**JOB:** Repeat exactly the lines from the line containing "[point] every instance of the man in navy" through the last line of the records below, inclusive, and nothing else.

::::::

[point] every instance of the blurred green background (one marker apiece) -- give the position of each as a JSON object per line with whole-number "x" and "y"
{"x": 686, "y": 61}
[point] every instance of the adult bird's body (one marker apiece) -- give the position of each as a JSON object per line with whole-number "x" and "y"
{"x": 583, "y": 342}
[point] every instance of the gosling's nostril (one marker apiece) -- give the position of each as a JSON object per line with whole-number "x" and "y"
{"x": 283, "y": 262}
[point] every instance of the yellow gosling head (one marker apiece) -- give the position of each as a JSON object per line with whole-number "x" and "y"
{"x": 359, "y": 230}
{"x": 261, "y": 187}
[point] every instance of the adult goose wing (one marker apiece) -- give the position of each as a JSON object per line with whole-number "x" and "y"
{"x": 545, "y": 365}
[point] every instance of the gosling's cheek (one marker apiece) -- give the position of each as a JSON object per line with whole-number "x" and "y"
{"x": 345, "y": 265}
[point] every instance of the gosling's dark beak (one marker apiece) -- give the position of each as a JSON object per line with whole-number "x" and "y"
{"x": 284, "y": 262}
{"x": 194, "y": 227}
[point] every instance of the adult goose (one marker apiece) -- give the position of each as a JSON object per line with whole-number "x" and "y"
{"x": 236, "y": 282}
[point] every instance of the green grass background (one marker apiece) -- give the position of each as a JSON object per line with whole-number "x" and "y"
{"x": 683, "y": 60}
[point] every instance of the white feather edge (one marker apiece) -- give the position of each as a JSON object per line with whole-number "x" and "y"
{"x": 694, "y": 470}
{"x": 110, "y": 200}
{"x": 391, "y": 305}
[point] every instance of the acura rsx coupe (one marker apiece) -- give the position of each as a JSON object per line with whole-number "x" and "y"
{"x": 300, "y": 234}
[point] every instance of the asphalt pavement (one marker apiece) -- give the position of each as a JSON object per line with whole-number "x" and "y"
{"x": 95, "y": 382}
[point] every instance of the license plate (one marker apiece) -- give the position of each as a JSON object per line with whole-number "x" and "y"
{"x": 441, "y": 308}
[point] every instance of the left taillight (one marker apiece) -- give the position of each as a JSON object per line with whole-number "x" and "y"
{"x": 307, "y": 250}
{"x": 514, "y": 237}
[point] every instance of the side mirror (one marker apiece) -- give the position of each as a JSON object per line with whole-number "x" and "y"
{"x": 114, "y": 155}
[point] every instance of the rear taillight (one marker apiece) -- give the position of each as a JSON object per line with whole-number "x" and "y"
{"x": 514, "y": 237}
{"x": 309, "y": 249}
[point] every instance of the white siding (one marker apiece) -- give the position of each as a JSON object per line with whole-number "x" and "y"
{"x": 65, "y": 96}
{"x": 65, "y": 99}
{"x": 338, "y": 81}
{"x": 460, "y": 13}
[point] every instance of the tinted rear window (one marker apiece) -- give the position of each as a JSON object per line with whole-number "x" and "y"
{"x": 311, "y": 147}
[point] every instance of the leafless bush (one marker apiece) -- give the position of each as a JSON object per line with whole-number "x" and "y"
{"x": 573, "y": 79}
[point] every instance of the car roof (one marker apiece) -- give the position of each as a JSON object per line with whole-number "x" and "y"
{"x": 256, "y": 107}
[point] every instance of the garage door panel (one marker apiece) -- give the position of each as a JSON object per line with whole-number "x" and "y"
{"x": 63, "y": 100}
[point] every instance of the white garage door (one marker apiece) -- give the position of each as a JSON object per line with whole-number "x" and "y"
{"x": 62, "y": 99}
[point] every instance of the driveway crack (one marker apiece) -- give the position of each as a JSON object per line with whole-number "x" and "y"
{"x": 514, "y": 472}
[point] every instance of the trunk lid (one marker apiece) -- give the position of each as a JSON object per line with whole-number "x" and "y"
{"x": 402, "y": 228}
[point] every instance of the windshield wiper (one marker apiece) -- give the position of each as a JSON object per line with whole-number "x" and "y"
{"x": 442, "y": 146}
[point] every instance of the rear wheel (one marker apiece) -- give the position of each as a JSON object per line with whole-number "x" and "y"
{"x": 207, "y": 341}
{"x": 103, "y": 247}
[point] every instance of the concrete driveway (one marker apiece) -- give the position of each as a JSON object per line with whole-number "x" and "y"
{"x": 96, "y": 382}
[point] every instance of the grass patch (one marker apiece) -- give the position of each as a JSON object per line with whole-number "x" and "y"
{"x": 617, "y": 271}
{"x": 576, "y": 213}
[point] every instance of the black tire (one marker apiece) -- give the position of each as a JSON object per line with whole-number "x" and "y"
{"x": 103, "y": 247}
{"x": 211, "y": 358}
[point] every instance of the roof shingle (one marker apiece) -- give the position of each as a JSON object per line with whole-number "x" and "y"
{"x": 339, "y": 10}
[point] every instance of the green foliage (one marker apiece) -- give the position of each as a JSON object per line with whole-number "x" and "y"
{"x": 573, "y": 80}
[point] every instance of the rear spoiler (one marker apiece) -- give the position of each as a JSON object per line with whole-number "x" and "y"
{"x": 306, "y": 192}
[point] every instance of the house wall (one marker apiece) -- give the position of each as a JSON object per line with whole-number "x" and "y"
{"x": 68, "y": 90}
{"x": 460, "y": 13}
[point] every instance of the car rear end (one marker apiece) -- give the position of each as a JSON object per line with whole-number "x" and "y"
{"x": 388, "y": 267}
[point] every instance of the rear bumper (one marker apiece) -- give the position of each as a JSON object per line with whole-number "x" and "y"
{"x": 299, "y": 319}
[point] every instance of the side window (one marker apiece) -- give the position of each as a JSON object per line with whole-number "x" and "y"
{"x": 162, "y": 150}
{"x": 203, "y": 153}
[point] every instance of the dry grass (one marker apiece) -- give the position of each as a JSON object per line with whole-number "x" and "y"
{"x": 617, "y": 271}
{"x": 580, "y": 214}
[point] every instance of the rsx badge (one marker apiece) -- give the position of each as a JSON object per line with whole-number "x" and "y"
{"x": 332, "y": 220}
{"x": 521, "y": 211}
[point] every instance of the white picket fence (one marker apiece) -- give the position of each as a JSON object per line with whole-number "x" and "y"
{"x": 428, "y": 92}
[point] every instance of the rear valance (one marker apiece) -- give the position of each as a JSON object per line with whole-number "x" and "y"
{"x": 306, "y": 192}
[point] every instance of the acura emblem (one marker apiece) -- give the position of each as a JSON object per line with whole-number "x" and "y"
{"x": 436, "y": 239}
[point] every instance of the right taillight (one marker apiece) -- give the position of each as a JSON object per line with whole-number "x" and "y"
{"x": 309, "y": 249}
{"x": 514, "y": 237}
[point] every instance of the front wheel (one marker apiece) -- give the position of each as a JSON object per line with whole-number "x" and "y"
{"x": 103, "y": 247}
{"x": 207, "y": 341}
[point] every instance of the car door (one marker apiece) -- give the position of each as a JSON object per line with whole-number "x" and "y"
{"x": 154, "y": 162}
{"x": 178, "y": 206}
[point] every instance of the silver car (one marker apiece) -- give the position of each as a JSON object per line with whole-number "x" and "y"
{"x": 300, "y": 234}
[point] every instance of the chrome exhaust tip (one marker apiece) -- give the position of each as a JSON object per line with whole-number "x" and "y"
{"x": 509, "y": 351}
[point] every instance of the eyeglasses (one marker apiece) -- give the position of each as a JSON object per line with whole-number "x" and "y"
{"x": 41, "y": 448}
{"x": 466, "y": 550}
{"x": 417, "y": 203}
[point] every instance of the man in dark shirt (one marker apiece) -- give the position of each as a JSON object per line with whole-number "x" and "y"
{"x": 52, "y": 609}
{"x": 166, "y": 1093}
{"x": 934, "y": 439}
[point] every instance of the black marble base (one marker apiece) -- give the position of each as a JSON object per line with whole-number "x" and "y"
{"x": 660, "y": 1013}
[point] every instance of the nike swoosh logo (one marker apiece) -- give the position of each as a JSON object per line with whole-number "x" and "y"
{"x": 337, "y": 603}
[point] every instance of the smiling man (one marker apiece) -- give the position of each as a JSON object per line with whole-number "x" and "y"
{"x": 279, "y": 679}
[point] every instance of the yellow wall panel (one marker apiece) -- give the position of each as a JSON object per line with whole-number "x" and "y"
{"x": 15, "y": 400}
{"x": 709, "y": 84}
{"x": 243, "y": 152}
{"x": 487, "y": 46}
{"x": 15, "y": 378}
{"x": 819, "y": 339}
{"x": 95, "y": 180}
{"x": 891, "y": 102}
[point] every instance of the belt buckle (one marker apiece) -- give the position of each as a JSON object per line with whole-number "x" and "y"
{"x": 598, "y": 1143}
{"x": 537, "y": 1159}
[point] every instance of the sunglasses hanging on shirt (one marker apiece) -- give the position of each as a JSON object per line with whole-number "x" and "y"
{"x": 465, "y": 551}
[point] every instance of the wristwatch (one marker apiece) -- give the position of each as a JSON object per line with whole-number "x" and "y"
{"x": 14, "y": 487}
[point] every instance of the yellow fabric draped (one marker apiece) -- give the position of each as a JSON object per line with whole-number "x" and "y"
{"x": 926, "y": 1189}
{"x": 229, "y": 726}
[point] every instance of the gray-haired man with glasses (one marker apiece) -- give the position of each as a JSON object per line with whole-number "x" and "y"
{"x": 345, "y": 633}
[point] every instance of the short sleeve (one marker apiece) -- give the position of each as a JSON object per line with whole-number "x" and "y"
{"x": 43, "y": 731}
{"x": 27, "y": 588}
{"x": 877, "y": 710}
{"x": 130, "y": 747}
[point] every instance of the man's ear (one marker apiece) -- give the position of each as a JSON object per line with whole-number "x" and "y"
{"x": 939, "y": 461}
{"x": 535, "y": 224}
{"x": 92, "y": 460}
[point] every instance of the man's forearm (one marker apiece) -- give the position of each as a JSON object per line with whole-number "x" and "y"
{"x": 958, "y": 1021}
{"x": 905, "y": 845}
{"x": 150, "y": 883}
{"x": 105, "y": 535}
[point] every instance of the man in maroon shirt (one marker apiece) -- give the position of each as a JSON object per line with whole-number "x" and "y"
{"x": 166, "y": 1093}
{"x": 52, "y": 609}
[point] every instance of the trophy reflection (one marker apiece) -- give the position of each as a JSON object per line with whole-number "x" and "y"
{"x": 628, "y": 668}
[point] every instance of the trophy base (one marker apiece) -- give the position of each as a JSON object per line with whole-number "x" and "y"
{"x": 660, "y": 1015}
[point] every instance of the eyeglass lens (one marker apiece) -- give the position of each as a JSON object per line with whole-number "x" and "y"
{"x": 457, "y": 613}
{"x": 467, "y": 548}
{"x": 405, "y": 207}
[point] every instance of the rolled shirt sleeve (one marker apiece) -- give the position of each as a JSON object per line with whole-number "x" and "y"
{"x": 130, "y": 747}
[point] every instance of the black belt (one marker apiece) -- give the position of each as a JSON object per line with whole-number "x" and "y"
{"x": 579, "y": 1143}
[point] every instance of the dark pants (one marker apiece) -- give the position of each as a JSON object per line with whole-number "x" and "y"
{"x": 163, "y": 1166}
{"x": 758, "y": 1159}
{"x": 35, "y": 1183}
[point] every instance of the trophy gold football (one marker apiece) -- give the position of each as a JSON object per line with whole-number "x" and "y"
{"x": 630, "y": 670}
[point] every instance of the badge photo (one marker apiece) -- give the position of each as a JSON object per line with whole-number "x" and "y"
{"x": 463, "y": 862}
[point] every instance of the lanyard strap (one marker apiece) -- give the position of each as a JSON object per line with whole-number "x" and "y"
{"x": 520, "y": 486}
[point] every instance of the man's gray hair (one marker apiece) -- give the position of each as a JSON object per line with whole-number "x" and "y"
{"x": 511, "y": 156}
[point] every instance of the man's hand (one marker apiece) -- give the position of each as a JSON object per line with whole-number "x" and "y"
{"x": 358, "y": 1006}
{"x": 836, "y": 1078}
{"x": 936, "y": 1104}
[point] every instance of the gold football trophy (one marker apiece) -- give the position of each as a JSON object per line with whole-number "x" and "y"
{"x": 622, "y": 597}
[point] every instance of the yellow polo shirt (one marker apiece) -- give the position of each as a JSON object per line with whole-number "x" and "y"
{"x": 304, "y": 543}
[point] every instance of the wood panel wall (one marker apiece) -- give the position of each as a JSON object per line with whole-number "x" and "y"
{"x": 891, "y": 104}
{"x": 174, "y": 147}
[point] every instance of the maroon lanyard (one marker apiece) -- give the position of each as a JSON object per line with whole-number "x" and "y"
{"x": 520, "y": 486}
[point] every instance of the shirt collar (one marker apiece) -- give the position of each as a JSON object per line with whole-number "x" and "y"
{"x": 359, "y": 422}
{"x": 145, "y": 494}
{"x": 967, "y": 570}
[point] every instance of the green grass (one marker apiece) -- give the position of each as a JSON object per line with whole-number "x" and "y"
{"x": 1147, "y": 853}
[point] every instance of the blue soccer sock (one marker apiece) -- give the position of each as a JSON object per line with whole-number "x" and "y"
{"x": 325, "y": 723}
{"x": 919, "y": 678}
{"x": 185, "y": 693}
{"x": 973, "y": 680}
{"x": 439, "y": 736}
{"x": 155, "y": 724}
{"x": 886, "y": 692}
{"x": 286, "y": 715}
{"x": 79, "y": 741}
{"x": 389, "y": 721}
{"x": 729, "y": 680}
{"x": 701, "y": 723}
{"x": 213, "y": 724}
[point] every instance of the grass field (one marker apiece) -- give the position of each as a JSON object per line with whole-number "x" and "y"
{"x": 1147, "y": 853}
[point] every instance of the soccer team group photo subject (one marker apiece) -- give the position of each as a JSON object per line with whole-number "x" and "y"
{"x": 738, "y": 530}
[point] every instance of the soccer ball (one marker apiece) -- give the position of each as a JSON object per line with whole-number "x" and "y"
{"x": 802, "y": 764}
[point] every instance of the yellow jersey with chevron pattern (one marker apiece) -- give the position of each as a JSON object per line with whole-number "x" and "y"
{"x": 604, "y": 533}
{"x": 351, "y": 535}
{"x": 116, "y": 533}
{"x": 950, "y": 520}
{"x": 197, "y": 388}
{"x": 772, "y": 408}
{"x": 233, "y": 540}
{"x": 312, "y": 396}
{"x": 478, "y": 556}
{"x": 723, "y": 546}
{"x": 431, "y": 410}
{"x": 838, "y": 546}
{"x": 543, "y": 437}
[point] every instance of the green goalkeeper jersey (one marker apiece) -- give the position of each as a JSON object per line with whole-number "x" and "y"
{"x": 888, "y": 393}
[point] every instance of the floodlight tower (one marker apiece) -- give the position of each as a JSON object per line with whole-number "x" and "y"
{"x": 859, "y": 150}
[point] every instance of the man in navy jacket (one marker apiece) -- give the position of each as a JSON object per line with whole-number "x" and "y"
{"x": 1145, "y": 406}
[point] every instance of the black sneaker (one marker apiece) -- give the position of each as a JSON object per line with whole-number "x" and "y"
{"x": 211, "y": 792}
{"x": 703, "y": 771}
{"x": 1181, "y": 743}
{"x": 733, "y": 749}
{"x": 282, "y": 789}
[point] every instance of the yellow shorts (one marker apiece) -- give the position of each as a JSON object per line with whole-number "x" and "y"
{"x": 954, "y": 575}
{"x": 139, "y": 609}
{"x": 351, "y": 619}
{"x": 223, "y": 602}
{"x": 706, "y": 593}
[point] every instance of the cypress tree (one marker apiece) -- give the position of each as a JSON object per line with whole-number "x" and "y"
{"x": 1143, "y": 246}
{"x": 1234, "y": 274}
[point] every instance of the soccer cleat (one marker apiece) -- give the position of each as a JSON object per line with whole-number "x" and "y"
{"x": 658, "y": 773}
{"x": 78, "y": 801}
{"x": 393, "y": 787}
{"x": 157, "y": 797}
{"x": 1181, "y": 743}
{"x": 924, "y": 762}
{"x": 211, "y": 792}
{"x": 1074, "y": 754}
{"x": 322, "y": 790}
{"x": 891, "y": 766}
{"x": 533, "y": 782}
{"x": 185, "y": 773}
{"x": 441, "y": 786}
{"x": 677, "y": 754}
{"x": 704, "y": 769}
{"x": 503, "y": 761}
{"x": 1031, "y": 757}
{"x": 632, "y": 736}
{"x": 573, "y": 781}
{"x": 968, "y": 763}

::::::

**EXERCISE OUTPUT:**
[point] every instance of the man in navy jacket (one marker apiece) -- give the position of each as a JSON object per line with whole-number "x" and "y"
{"x": 1145, "y": 406}
[point] every instance of the black sneaker (one marker apiece) -- give the position of each as a JSON object per line with whole-number "x" and "y"
{"x": 211, "y": 792}
{"x": 703, "y": 771}
{"x": 1181, "y": 743}
{"x": 733, "y": 749}
{"x": 282, "y": 789}
[point] every instance of the yellow shorts (one marker apiece) -- give the position of each as a JSON object per line with whole-number "x" and "y"
{"x": 954, "y": 575}
{"x": 139, "y": 609}
{"x": 351, "y": 619}
{"x": 223, "y": 602}
{"x": 706, "y": 593}
[point] every instance of the cypress tree (one marker apiece) -- give the position of each as a JSON object per line with whole-number "x" and "y"
{"x": 1143, "y": 246}
{"x": 1234, "y": 274}
[point] every instance of the soccer cleat (one marker apiece) -- give the position of each as a JSON object per line with whole-number "x" and "y"
{"x": 658, "y": 773}
{"x": 78, "y": 801}
{"x": 393, "y": 787}
{"x": 157, "y": 797}
{"x": 1181, "y": 743}
{"x": 924, "y": 762}
{"x": 211, "y": 792}
{"x": 1074, "y": 754}
{"x": 322, "y": 790}
{"x": 891, "y": 766}
{"x": 533, "y": 782}
{"x": 185, "y": 773}
{"x": 441, "y": 786}
{"x": 677, "y": 754}
{"x": 704, "y": 769}
{"x": 503, "y": 761}
{"x": 1031, "y": 757}
{"x": 632, "y": 736}
{"x": 573, "y": 781}
{"x": 968, "y": 763}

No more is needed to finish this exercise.